» EXERCISE AIM
Reply with one number, the count of lines below that contain the string "sleeve".

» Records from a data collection

============================================================

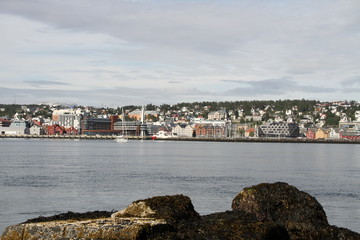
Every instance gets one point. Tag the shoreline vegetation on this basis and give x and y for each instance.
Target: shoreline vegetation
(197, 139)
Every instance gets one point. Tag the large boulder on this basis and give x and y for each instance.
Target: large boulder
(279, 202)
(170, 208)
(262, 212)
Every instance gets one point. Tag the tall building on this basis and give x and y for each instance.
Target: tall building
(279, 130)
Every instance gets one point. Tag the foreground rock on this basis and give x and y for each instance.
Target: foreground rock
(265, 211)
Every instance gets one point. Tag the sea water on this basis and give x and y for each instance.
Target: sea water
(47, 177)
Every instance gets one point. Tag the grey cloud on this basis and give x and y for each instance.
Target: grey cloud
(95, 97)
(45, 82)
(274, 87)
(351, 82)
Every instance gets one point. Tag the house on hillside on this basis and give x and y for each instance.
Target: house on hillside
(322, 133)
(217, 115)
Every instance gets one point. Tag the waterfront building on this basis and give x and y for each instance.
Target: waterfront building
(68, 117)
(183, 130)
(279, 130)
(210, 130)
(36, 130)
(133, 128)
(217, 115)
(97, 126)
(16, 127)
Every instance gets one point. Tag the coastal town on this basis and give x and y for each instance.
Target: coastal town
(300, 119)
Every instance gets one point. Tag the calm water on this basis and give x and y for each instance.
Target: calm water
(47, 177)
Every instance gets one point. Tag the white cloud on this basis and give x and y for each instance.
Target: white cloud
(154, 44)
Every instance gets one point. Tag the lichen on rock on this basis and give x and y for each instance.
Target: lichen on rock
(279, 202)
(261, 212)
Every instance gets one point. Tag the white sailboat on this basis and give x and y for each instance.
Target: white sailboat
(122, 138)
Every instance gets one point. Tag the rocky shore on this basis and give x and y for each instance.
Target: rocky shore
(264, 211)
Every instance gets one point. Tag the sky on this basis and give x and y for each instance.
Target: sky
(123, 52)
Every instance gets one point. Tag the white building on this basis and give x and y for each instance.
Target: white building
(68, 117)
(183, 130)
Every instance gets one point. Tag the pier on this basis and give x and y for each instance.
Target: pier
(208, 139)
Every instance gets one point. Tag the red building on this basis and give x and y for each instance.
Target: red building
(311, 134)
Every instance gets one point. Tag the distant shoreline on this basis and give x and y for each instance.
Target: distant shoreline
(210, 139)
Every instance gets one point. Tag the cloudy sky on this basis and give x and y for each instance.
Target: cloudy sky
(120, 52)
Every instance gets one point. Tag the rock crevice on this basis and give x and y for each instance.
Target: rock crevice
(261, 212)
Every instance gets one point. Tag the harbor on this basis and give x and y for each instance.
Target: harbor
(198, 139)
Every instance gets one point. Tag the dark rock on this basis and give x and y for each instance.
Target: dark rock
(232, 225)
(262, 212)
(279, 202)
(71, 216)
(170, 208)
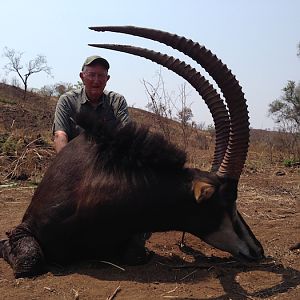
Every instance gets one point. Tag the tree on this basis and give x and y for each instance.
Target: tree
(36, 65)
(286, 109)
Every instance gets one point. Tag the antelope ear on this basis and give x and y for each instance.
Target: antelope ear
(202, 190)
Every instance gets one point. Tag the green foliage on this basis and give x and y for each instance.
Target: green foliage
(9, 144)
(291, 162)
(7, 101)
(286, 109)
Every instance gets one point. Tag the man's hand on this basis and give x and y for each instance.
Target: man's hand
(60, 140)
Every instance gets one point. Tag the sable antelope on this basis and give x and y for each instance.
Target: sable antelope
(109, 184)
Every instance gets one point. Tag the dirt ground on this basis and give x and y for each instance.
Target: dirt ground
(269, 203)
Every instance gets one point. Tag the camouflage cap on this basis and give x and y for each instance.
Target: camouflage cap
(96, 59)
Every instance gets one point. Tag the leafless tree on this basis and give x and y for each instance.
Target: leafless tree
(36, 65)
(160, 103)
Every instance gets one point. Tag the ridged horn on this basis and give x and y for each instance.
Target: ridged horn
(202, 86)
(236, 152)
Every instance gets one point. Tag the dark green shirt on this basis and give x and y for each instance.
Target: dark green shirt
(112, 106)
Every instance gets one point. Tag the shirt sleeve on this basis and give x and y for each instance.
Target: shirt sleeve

============================================================

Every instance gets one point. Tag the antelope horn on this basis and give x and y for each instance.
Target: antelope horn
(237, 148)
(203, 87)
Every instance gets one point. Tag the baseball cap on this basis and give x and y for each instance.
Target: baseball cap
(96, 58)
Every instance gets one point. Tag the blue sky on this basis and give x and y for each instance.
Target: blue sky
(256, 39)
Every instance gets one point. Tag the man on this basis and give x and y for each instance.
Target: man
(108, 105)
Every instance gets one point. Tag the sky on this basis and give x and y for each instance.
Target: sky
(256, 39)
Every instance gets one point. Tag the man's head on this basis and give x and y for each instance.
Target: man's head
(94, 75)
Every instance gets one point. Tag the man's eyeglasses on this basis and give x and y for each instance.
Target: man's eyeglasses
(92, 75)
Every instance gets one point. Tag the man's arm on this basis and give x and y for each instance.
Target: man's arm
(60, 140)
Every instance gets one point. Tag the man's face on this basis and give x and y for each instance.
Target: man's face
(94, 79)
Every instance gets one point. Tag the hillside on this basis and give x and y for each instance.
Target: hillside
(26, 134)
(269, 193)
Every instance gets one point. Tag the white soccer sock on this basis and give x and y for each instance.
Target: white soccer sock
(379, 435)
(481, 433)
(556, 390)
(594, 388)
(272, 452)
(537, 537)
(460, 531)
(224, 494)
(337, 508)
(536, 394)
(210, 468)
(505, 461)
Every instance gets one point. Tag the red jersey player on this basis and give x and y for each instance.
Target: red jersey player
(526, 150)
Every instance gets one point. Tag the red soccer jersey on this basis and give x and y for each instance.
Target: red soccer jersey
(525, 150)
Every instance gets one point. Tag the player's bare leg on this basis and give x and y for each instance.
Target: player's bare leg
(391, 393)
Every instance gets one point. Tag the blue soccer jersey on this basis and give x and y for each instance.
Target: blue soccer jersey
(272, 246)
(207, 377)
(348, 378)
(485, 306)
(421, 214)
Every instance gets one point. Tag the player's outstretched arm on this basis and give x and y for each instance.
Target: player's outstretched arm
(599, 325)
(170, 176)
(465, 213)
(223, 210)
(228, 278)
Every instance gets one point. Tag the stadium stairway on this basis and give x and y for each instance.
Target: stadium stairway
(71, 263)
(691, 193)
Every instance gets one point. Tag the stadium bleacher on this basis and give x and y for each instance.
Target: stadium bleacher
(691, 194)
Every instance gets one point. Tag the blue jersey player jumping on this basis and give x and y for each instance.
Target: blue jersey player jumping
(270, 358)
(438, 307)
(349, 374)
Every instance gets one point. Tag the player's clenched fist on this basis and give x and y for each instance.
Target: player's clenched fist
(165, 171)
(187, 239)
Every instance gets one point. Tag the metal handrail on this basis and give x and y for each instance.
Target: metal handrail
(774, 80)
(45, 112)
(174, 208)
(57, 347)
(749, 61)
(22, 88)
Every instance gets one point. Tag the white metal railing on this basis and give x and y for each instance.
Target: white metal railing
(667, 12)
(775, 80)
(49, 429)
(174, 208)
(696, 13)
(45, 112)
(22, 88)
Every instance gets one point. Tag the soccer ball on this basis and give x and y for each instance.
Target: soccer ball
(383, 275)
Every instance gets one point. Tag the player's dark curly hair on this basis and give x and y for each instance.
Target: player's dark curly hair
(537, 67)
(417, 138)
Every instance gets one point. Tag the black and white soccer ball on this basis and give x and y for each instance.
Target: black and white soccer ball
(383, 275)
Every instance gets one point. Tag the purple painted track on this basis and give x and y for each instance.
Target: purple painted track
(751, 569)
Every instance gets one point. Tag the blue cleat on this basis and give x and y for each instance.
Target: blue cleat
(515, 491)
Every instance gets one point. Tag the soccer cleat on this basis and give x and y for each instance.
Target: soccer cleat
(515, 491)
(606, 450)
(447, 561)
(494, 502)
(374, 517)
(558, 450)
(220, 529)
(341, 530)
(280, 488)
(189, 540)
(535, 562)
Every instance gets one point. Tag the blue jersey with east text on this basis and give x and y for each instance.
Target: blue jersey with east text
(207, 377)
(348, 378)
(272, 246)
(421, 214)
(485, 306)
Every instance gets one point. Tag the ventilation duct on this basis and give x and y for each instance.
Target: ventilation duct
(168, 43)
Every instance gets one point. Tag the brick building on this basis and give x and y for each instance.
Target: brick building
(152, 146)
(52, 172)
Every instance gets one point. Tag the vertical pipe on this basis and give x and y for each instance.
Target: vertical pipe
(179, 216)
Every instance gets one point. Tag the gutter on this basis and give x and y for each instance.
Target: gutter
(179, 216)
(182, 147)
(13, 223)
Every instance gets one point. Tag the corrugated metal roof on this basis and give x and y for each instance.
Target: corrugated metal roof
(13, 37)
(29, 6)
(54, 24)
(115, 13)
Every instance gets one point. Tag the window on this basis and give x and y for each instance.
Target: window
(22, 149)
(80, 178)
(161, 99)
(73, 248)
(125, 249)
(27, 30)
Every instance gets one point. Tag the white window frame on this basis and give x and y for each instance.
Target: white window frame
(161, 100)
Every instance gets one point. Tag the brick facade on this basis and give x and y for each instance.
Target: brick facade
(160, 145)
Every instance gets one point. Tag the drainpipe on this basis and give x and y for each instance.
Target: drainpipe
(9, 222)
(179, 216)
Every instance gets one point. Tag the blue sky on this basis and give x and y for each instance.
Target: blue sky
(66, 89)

============================================================

» ANSWER SPACE
2